> _TASK DIRECTIONS_
Copy the records below word for word, beginning at the line that contains "on the bark" and continuing through the last line of the records.

(Dataset excerpts on object pointing)
*****
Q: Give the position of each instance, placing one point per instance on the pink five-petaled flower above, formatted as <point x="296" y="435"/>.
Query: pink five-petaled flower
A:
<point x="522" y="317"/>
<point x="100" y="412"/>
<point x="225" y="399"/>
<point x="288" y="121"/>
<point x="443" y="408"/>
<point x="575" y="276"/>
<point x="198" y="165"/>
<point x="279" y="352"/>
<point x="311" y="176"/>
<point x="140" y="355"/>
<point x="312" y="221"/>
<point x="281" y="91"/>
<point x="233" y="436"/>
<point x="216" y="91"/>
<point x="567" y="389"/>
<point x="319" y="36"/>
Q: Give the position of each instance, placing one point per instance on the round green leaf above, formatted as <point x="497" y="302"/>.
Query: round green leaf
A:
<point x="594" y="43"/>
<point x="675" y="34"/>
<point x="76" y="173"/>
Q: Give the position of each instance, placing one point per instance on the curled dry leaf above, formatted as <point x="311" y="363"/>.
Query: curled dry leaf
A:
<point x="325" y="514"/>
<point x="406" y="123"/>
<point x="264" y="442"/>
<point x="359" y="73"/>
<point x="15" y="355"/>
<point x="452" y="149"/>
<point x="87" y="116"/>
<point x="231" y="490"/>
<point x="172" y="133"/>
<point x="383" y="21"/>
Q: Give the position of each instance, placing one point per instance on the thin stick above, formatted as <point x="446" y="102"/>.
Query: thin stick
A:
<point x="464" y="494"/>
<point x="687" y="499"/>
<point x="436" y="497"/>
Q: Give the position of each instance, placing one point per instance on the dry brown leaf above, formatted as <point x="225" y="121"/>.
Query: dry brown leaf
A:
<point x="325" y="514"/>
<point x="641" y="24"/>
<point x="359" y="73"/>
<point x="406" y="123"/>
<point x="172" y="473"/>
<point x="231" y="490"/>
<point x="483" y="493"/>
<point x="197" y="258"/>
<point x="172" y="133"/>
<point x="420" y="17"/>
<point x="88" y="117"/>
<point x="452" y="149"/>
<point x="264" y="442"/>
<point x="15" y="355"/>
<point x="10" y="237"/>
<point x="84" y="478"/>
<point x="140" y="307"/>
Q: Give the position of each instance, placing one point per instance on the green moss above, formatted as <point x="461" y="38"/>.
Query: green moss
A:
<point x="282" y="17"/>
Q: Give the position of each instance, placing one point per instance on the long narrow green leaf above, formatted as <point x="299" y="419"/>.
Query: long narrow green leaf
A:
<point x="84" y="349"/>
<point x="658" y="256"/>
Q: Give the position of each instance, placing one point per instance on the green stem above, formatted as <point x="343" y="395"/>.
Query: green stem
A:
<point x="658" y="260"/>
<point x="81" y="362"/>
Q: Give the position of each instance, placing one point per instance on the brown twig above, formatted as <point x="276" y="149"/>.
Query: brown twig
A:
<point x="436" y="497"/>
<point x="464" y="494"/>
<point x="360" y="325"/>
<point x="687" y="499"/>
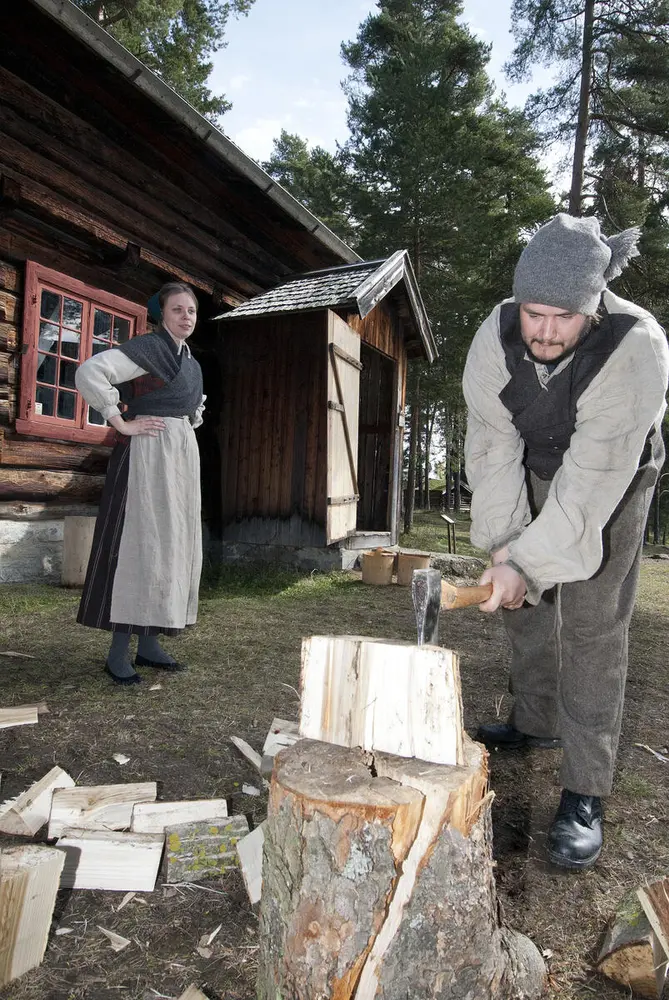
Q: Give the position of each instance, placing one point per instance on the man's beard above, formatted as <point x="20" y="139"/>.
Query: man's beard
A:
<point x="585" y="330"/>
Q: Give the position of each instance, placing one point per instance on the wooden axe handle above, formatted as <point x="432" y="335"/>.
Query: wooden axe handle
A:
<point x="463" y="597"/>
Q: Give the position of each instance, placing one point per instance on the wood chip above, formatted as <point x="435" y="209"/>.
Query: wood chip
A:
<point x="117" y="942"/>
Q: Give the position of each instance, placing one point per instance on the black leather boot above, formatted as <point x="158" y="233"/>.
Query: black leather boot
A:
<point x="575" y="836"/>
<point x="503" y="736"/>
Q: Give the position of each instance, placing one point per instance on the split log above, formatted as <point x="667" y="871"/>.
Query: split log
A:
<point x="21" y="715"/>
<point x="378" y="882"/>
<point x="155" y="817"/>
<point x="77" y="544"/>
<point x="250" y="851"/>
<point x="98" y="807"/>
<point x="29" y="878"/>
<point x="192" y="993"/>
<point x="202" y="850"/>
<point x="402" y="699"/>
<point x="101" y="859"/>
<point x="37" y="484"/>
<point x="30" y="811"/>
<point x="631" y="954"/>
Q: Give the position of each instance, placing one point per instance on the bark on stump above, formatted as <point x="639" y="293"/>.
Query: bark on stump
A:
<point x="378" y="882"/>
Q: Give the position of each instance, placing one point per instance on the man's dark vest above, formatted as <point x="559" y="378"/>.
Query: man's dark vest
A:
<point x="546" y="417"/>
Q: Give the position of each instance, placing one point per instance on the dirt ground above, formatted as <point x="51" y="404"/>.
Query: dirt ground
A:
<point x="244" y="666"/>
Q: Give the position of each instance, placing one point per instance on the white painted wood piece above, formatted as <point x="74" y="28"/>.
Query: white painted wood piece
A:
<point x="98" y="807"/>
<point x="250" y="851"/>
<point x="21" y="715"/>
<point x="109" y="859"/>
<point x="282" y="733"/>
<point x="370" y="693"/>
<point x="154" y="817"/>
<point x="29" y="881"/>
<point x="25" y="814"/>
*****
> _FULL RESPONSE_
Q: Give the position of each instance, placing one point per instance on the bark on stump above, formatted as <point x="639" y="293"/>.
Query: bark on stump
A:
<point x="378" y="882"/>
Q: Give the position of each instance, placing one point per instance on the man's dark vest above, formatted as <point x="559" y="378"/>.
Query: man's dark vest
A:
<point x="546" y="417"/>
Q: Give the position of each instance, placing one point per instance on the dirt ground above, formatted as <point x="51" y="404"/>.
Query: dirt ground
A:
<point x="244" y="666"/>
Q: Give the position of each instance, placing one point per instance on the white painted wood piece above, formatted as <point x="74" y="28"/>.
Query: white painted wood piece
A:
<point x="98" y="807"/>
<point x="250" y="851"/>
<point x="21" y="715"/>
<point x="109" y="859"/>
<point x="282" y="733"/>
<point x="370" y="693"/>
<point x="154" y="817"/>
<point x="29" y="881"/>
<point x="25" y="814"/>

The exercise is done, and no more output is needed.